The problem: Will you transcribe all the entries word for word, skipping the pictures they hold?

>> BEGIN Data supplied

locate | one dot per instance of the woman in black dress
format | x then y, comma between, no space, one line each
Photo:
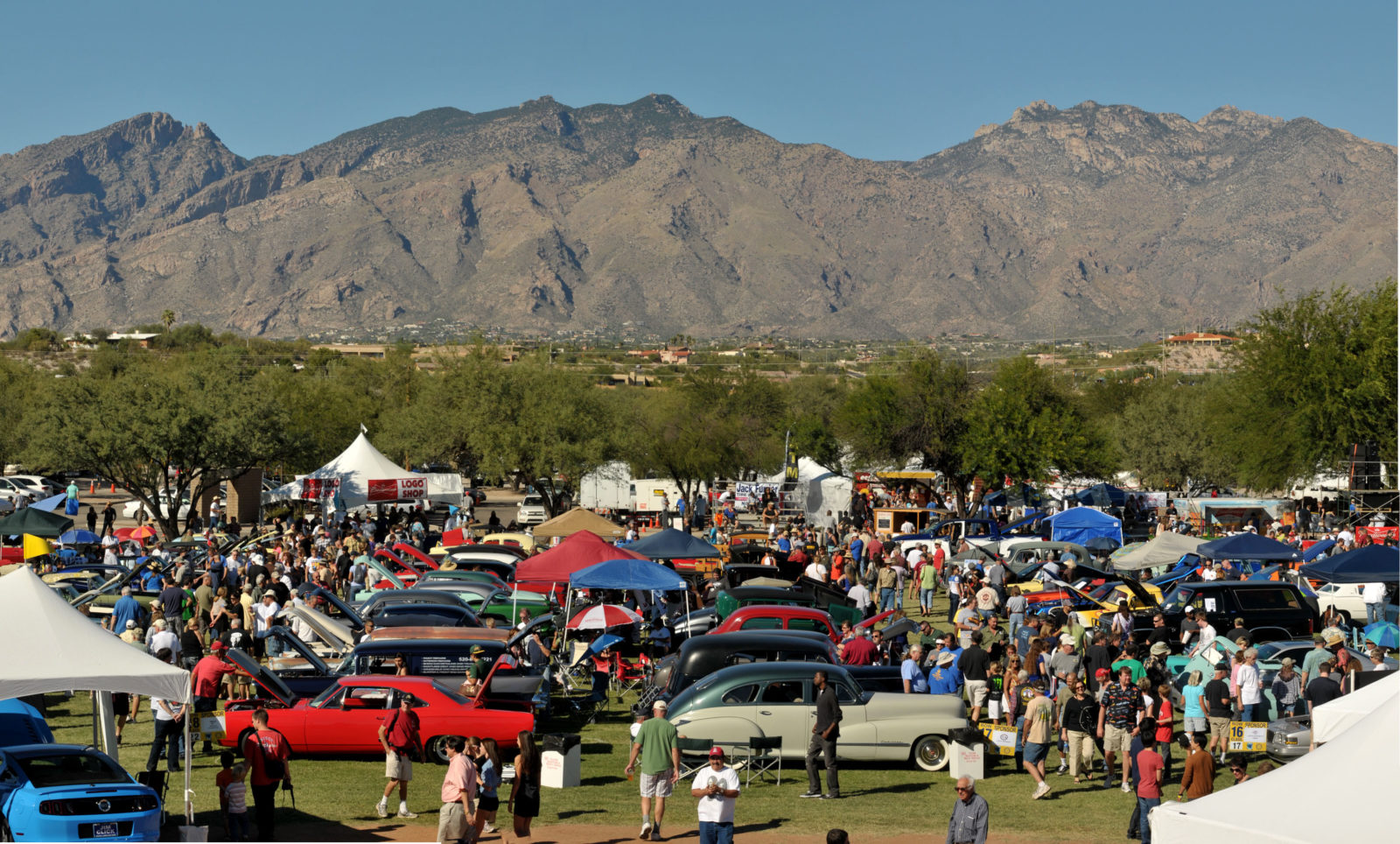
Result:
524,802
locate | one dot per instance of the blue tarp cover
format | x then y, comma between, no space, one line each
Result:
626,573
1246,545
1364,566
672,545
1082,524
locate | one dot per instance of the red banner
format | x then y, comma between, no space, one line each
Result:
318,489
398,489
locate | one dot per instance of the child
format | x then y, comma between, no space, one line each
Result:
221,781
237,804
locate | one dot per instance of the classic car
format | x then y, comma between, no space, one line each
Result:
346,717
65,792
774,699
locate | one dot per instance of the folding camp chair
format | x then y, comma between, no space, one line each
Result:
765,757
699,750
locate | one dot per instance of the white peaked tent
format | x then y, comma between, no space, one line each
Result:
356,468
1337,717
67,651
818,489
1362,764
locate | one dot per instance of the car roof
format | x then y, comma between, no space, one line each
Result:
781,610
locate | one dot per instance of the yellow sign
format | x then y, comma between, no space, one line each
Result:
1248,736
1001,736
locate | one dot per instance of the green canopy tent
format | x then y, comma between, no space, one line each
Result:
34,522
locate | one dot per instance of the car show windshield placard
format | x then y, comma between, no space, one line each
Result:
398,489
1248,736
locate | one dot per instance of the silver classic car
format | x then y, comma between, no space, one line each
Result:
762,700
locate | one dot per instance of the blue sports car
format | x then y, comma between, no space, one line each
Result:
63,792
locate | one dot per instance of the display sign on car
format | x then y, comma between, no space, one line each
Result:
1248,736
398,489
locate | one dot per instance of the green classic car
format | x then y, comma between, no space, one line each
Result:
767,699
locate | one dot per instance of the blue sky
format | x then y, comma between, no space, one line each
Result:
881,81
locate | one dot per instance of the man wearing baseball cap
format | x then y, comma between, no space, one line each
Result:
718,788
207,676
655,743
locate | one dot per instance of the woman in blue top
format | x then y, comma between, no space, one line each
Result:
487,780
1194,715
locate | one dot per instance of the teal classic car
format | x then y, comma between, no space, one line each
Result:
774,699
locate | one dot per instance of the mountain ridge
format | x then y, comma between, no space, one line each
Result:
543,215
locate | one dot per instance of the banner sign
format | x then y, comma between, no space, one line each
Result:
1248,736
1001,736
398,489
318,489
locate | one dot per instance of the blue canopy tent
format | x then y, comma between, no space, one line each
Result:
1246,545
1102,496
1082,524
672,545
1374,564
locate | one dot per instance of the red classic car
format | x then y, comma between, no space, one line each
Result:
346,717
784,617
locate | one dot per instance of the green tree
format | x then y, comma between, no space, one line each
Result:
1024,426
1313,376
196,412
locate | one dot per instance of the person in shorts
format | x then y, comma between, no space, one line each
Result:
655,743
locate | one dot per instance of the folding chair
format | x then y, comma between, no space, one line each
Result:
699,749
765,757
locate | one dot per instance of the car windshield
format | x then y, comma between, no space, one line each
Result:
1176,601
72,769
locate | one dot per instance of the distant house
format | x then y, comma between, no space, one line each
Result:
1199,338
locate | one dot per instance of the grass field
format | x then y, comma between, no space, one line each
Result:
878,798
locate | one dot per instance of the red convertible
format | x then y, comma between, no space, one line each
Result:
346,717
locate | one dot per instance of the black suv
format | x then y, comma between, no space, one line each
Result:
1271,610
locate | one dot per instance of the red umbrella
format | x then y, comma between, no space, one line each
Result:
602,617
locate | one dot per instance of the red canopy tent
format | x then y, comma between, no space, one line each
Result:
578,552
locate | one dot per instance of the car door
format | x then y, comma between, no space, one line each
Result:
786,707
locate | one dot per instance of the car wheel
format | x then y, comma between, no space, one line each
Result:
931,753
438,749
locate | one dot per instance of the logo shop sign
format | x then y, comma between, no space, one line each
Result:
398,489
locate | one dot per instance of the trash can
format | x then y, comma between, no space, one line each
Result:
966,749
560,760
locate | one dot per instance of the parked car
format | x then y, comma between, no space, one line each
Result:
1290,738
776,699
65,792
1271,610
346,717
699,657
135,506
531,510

>> END Data supplied

Solution:
locate | one dot per instance of the woman in black dress
format | x then y, comma between, no space, one line each
Photo:
Result:
524,802
locate | one dot per instance of the blue tarp cover
format | x then y, comma between, no space, one line each
Result:
626,573
1246,545
1364,566
672,545
1082,524
locate | one dot per instance of the red banner
format | x then y, comma between, no space, one line each
Result:
318,489
398,489
locate | one dot per instance of the child
format | x then y, comma between, no space, one line each
Result:
221,781
237,804
locate | one dot per instance of the classic car
format | x then y, comma between, no space, one line each
Result:
346,717
65,792
774,699
locate | one dot per instance of the folding camp chair
format | x then y, comma between, no space, one line each
Result:
765,757
699,750
locate | one dot per instance of the white peaked tent
format | x then y, comma between, no space, one line each
Result:
356,468
1337,717
67,651
818,489
1362,764
locate | one dot per instance of the car roof
format | x then y, comma between, no space, one line each
Result:
781,610
locate | one dot per instance of the yellow sign
format | x then y, comma between, no space, one line each
Result:
1248,736
1001,736
locate | one dot per instance of the green canopy tent
format | x then y, comma between, no space, one line each
Result:
34,522
locate | one dot per instance of the car show windshield placard
format | x then y, comma between, no space, one line each
Result:
398,489
1248,736
locate | one dot per instance of the silver classic car
format | x then y, comma between, no space, one line each
Result:
762,700
locate | one dot per instance of the blue sports car
format | x then y, comma between, no space, one line each
Result:
63,792
locate | one dot per instance of the display sign on car
format | x then y, comma between, no space, one line each
Result:
1248,736
398,489
locate | one dot per instance of the green classic car
format | x then y, comma between, no space, one line each
Result:
767,699
locate | one dot per instance of the blue sky
format | x then y, comma between, no space, one line each
Result:
881,81
locate | one dot per instance of the man wearing baseball cap
format | x then y, comma between, no space, one line each
Result:
718,788
207,676
655,743
locate | one dot per instance of the woman in blue top
format | x then y, comma between, no space, one line each
Result:
487,780
1194,715
locate | one dot per instance of the teal classic car
format | x then y, comma between, no space, one line each
Result:
774,699
locate | one dot per instance of the mountain ridge
format | x then y, comma between, no space, one line each
Result:
543,215
locate | one dot per instance of the banner sign
format | x then y, comma between, no space, one line each
Result:
1248,736
1001,736
398,489
318,489
locate | one dot per instance of the blue canopy tent
format | x then y, comma between, no space, one line each
Result:
1246,545
1102,496
1082,524
672,545
1374,564
locate | one dot per instance of the red classic car
format | x then y, comma between, no space, one line each
Result:
346,717
784,617
locate | one dot per instance of the green tree
format | x then y, comma between, no space, one line each
Result:
1024,426
1313,376
196,412
locate | one dot per instance of the person in shorts
format | x then y, comma between, no space, one line each
Result:
655,743
locate | one dot per instance of the folding chair
format | x then y, comma between, no space, one line each
Result:
699,749
765,757
locate | one dot per instance of the car windshield
format | x then y, comma between, no space, one line each
Result:
1176,601
72,769
locate | one dot per instance of the distant house
format | x then y, comma between, no space, one line each
Result:
1199,338
locate | one dot per instance of the grass field
format | x then y, comma between, no space, one line each
Result:
878,798
locate | one dot per instance of the red convertible
format | x then y, comma between, no space, one line each
Result:
346,717
locate | one dot per instance of the black suv
format | x then y, comma between, no space, one line each
Result:
1271,610
locate | one dot per instance of the red umbrella
format | x then y, comma between, no space, one line each
Result:
602,617
locate | one dot per instance of the red canopy tent
format | x then y, comma between, no space, one line each
Result:
578,552
locate | one dot per instance of the car door
format | x then y, comma between, no space, one line each
Result:
786,707
locate | one dot per instance of the car wheel
format | x then y, comma between, no space, one line each
Result:
931,753
438,749
locate | one dot per instance of the logo shop sign
format | x then y, comma between, no space, one line each
Result:
398,489
locate | one dot per instance of the trash can
format | x then y, comma between, no space, one line each
Result:
966,749
560,760
locate | one dot per instance of the parked car
format | x then y, comma between, no space, one line each
Result:
1290,738
776,699
65,792
1271,610
346,717
699,657
135,506
531,510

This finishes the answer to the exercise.